**Extracted data entries**
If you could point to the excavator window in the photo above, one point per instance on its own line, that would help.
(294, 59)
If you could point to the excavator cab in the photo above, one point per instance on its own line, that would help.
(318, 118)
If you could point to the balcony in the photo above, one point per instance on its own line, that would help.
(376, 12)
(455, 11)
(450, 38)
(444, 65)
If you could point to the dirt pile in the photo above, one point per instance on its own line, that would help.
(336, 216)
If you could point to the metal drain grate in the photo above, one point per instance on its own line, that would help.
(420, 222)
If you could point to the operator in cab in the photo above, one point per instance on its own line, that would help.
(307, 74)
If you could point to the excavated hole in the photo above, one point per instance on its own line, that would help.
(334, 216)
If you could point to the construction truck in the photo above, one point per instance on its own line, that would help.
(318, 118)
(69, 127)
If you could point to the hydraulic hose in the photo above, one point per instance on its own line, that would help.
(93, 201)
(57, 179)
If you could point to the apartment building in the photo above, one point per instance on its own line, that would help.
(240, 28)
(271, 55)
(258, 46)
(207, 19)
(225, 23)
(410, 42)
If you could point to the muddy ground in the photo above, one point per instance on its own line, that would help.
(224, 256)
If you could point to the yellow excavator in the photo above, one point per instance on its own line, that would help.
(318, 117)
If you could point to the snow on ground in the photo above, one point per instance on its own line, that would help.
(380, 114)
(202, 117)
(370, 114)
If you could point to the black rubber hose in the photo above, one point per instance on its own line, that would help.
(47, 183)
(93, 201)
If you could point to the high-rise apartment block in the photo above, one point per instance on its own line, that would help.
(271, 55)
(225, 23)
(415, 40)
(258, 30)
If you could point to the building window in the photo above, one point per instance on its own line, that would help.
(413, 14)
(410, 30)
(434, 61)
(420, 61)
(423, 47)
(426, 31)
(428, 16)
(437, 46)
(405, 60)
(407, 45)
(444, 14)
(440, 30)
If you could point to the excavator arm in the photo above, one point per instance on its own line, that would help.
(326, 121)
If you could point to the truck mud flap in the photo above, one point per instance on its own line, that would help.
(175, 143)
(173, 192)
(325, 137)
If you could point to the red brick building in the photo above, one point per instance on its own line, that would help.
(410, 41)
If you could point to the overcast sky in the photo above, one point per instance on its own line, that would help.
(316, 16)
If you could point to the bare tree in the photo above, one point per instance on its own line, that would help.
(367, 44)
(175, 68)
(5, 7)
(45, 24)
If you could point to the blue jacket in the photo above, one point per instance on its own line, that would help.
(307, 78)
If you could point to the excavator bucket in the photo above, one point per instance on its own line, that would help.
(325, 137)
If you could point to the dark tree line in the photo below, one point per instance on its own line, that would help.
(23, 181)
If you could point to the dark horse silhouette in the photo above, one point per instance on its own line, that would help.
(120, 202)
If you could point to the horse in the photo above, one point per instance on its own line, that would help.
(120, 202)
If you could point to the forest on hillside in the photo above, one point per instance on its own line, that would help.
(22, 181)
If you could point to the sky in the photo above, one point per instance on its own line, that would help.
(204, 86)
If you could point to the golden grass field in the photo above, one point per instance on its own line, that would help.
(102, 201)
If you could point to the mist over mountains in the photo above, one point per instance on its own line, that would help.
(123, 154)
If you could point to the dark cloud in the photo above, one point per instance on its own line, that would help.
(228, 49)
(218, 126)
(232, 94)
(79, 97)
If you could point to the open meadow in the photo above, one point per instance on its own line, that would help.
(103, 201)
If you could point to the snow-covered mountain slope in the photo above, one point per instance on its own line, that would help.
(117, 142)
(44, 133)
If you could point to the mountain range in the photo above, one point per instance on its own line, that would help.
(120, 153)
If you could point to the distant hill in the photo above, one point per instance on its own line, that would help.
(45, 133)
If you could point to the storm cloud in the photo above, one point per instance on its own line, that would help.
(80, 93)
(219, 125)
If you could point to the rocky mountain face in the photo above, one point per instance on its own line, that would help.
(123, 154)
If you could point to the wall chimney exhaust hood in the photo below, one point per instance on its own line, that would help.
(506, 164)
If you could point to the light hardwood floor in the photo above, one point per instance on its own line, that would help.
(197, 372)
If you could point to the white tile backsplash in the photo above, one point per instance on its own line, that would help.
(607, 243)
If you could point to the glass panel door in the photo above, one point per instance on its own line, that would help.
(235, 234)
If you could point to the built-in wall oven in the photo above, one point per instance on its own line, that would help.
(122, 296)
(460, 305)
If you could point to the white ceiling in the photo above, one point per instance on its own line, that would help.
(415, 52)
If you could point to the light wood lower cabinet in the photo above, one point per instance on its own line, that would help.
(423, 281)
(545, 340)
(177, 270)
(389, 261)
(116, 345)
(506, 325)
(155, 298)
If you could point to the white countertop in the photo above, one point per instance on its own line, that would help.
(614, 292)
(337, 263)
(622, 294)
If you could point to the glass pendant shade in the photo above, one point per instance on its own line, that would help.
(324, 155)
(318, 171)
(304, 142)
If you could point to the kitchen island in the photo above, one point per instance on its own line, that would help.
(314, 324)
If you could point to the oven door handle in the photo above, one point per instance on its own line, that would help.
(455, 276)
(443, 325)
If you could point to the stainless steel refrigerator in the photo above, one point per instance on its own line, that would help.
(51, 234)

--

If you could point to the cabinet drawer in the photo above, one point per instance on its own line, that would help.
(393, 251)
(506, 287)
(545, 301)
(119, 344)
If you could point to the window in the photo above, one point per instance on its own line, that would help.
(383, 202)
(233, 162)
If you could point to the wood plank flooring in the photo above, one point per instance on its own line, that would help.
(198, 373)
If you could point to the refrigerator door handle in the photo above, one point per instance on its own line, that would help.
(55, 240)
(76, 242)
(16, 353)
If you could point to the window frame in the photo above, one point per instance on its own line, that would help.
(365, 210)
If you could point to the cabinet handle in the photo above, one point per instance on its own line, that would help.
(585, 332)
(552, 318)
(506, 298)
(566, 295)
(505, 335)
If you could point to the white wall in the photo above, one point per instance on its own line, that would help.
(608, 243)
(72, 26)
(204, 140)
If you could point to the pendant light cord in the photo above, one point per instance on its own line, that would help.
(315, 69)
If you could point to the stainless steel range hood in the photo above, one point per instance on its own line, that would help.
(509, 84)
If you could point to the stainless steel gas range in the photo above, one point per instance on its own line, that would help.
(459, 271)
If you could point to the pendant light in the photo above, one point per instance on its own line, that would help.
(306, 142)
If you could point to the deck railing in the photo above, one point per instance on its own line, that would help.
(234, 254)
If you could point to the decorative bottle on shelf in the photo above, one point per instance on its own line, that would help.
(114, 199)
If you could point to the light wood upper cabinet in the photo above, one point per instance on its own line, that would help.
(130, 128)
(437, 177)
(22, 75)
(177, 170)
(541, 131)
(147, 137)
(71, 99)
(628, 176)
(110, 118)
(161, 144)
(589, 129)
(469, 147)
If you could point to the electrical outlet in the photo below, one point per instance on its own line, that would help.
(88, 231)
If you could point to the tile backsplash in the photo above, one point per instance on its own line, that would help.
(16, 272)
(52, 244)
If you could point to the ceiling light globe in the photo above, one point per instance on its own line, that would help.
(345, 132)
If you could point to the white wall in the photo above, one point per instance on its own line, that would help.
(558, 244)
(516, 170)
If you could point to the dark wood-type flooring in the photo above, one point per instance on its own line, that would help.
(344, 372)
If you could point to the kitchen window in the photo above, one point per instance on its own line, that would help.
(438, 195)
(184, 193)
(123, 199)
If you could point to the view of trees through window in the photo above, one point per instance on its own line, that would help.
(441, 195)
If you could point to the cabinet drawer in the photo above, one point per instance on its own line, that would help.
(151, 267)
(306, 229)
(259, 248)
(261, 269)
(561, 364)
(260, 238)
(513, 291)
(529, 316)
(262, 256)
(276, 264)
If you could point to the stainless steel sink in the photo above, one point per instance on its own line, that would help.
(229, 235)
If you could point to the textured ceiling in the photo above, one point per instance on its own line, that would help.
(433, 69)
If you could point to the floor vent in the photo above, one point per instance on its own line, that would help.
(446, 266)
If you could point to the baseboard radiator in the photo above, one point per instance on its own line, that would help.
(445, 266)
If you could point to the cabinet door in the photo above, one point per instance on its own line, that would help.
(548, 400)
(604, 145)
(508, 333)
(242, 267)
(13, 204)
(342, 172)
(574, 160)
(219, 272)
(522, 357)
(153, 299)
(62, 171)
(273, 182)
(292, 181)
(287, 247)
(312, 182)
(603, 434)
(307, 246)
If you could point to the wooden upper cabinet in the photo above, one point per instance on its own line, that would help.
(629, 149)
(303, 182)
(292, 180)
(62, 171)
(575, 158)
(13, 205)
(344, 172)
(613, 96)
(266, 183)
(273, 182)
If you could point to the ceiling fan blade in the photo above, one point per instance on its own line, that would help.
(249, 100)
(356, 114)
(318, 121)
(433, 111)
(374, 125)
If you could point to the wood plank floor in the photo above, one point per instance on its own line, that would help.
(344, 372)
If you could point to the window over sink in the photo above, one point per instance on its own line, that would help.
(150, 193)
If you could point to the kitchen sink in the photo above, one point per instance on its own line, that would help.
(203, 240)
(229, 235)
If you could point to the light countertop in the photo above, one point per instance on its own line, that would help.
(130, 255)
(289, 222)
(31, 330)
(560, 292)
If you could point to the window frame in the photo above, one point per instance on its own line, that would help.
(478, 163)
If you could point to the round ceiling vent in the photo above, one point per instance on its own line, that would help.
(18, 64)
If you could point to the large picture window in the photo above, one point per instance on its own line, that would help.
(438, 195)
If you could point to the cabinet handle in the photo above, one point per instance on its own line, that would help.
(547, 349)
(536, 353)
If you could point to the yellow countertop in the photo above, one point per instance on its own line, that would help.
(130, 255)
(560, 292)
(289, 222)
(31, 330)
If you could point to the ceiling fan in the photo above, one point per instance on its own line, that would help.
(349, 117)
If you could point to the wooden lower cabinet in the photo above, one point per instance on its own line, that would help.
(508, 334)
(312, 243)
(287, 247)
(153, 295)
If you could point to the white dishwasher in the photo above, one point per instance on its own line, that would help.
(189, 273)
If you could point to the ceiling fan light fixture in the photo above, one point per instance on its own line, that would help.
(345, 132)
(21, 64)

==

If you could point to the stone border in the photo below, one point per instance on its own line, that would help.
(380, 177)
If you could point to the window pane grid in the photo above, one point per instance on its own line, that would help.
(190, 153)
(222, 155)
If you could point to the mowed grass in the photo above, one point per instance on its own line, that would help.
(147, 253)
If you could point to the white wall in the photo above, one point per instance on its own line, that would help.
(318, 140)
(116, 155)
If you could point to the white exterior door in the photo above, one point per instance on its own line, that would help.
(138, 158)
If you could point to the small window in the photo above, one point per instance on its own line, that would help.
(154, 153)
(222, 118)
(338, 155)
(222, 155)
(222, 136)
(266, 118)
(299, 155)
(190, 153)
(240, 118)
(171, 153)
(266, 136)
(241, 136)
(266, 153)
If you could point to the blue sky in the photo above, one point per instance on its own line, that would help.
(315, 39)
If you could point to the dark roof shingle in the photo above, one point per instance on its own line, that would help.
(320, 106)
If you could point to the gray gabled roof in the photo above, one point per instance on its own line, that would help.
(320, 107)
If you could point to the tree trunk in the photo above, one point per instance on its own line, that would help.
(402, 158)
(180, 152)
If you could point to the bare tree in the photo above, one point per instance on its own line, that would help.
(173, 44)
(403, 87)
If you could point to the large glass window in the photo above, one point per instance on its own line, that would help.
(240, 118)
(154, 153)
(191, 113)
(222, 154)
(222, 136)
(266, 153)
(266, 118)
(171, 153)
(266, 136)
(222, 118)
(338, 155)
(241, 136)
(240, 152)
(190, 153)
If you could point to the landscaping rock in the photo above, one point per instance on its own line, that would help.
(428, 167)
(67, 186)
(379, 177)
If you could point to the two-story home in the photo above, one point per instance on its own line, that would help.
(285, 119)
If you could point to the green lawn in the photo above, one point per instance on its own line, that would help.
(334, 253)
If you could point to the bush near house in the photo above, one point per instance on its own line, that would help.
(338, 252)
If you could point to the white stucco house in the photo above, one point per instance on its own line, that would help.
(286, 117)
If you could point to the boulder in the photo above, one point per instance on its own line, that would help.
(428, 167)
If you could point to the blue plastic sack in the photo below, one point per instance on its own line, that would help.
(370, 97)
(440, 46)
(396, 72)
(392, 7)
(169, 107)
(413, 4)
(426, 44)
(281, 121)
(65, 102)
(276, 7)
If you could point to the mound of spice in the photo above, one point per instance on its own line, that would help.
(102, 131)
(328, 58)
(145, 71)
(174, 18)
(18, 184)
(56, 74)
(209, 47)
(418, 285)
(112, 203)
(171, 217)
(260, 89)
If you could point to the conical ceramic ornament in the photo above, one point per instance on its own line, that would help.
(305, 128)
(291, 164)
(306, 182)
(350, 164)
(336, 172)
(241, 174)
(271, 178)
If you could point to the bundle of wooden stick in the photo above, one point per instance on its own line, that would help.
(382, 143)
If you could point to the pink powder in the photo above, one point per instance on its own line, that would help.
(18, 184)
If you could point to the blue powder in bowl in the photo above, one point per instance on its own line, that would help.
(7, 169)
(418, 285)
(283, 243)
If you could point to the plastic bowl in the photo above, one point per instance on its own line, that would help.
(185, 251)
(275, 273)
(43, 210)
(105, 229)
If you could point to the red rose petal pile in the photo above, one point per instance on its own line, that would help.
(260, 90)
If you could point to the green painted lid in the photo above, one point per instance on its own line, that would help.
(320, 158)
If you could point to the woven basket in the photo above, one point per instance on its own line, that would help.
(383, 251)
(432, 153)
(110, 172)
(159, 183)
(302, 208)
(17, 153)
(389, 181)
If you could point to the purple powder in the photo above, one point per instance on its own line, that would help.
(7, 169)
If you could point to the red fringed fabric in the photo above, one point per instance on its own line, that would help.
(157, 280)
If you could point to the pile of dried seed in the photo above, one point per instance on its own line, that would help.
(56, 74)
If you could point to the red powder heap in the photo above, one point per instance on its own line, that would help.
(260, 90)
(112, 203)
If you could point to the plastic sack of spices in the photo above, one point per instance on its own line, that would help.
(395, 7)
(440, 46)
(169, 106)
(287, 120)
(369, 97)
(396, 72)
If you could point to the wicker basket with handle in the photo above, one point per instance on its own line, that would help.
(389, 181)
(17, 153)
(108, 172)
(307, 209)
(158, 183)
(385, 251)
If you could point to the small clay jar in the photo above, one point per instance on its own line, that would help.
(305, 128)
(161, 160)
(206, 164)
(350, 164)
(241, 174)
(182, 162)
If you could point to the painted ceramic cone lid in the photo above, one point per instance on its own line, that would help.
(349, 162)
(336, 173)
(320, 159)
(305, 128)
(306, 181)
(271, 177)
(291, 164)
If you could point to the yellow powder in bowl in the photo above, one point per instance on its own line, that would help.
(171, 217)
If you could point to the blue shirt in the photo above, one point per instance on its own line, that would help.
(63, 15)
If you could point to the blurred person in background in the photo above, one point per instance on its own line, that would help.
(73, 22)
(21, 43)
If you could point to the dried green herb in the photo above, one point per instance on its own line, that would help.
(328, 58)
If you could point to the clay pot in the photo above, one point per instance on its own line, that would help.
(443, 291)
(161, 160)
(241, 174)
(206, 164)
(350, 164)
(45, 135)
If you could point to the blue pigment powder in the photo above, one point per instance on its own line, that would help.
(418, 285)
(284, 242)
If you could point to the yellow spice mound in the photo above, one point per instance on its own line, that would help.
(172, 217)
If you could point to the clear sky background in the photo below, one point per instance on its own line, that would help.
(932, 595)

**Aim**
Gather every line in the records above that contains the string "ceiling", copying each one in full. Case counts.

**Reply to the exercise**
If you could point to the white ceiling in the photo above, one point per instance on its own line, that would help.
If you could point to the ceiling light globe in the photo above, one point per instance on its own line, that would help.
If you could point to the textured ceiling in the photo above, one point per instance on its own line, that would help.
If you could point to the ceiling fan blade in the photo above, one point per instance on its own line, that would help.
If you could point to the round ceiling vent in the photo above, one point per instance on its own line, that would help.
If you could point to the ceiling fan in the photo above, one point per instance on its own line, that would help.
If you could point to the ceiling fan light fixture in the photo above, one point per instance on its own line, that would help.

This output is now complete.